## What the task asks
Copy all records verbatim.

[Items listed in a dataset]
◆ ◆ ◆ ◆ ◆

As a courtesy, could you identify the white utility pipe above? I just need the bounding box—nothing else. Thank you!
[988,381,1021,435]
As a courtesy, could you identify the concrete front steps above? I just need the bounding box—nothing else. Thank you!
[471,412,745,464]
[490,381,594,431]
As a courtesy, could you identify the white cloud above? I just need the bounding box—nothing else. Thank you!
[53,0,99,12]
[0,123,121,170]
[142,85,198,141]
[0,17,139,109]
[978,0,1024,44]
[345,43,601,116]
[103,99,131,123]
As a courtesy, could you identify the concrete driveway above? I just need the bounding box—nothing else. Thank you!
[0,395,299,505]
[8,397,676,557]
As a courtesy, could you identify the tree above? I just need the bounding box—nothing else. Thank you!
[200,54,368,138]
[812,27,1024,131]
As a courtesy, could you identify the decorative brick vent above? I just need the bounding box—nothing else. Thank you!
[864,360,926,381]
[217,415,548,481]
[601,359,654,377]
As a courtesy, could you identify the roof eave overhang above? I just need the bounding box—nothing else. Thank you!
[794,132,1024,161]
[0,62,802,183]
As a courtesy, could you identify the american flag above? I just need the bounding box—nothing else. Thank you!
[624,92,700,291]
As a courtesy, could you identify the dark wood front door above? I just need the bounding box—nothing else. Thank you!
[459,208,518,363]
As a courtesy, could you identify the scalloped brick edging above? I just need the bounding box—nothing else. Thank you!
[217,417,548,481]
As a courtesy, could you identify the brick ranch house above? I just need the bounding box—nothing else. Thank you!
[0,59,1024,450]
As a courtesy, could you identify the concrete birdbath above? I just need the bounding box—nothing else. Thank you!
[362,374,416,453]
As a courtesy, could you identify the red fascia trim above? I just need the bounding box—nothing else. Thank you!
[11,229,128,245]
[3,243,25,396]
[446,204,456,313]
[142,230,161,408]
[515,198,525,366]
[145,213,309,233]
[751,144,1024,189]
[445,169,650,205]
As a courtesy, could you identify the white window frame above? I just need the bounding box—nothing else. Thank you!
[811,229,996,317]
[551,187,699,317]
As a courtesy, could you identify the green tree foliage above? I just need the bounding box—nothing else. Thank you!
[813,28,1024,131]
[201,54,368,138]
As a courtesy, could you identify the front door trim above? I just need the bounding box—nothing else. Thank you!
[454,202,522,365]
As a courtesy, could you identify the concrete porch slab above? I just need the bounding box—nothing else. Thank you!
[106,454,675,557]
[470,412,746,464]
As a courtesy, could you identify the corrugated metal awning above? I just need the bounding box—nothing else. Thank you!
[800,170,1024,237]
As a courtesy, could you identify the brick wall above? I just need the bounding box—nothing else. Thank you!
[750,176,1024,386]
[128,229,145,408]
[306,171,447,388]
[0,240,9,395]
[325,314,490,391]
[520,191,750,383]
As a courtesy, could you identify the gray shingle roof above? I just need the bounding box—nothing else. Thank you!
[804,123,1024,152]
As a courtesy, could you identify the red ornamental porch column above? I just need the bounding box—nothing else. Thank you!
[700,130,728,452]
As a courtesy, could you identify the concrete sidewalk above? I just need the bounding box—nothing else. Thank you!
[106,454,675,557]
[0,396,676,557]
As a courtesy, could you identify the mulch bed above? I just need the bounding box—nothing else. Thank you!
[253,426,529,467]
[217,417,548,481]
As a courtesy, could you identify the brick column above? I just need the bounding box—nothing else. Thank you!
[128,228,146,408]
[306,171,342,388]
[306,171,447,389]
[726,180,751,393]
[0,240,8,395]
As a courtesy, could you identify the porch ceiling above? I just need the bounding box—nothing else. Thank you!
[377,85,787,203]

◆ ◆ ◆ ◆ ◆

## Solution to the problem
As a courtesy, could you identify the white utility pipe above? I just need the bounding box—nothing else. Thank you!
[988,381,1021,435]
As a courtesy, could you identify the concrete front steps above? I just need the bounding box—nothing else. Thank you!
[471,412,745,464]
[490,381,594,431]
As a courtesy, could you identify the white cloud above? I just need the bounding box—nothing else. Thank you!
[53,0,99,12]
[0,123,121,170]
[142,85,198,141]
[0,17,139,109]
[978,0,1024,44]
[345,43,601,116]
[103,99,131,123]
As a courtesy, could you identify the concrete driveway above? I just need the bounding box—nothing else. Thank you!
[0,395,299,505]
[8,397,676,557]
As a courtesy, could you identify the tree above? I just need the bounding box—nothing else. Thank you!
[200,54,368,138]
[812,27,1024,131]
As a courtesy, could you identify the decorative brick vent above? I just need the bounding box—nothing else. Thank you!
[864,360,926,381]
[217,415,548,481]
[601,359,654,377]
As a courtesy, could you identify the roof eave overhang above? I just need the bounding box—nothing else. Thank you!
[794,132,1024,161]
[0,62,802,183]
As a courtesy, could you identify the american flag above? I just need the bounding box—nothing else. Thank you!
[624,92,700,291]
As a courtesy, could you identify the dark wood front door above? I just need the bounding box—nothing else. Thank you!
[459,208,518,363]
As a courtesy, could you identify the scalloped brick edging above? I just need the bounding box—nothing else. Thank you!
[217,417,548,481]
As a courtesy, could you identify the brick ranch house above? I just need the bounding box—nothing else. Thank you!
[0,59,1024,450]
As a courtesy, could you identify the concrete birdbath above? I just need the bounding box—nothing else. Thank you!
[362,374,416,453]
As a courtesy, could you identify the red fascia trim above? I just need the bounding box—nothing else. Thank you!
[11,229,128,245]
[3,243,25,396]
[446,204,456,313]
[142,230,161,408]
[515,198,525,366]
[145,213,309,233]
[751,144,1024,189]
[445,169,650,205]
As a courtesy, could you identify the white window frame above? I just need the bounding box—nothing else. Thank you!
[811,229,996,317]
[551,187,699,317]
As a courtesy, could you identify the green tree foliage above? I just need the bounding box—nothing else. Thank you!
[813,28,1024,131]
[201,54,368,138]
As a courtesy, could you identify the front door trim above? I just need the bounding box—nothing else. Thank you!
[454,202,522,365]
As a courtesy, could you identify the concrete porch slab above? I just need the bounding box—nothing else. Thank you!
[106,454,675,557]
[470,412,746,464]
As a courtesy, could you identify the corrugated metal awning above? I just need the bounding box—nothing else. Thank you!
[800,170,1024,237]
As a courtesy, could you identify the brick wall above? I just need the bounding box—nothing else. Thank you!
[750,176,1024,386]
[128,229,145,408]
[306,171,447,388]
[0,240,9,395]
[325,314,490,391]
[520,191,750,383]
As a courtesy, could you identify the gray shingle roof above? I just need the bounding box—nothing else. Thank you!
[804,123,1024,152]
As a courtesy, could you identify the red ornamental porch column above? I just need the bounding box—nothing else. Thank you!
[700,130,728,452]
As a courtesy, could you identify the concrete sidewalk above? I just need the bounding box—nothing else. Thank you!
[106,454,675,557]
[0,396,676,557]
As a courtesy, could you identify the mulch bed above? I just need the bounding box—nothing else. Thank you!
[253,426,529,467]
[217,417,548,481]
As a courtesy, could you identify the brick column above? I just need the bounding box—nothing else. Thank you!
[128,228,146,408]
[306,171,342,388]
[306,171,447,389]
[726,180,751,393]
[0,240,8,395]
As a courtesy, could you identify the porch ceiling above? I just need the bounding box—nothing else. Thank you!
[377,85,787,203]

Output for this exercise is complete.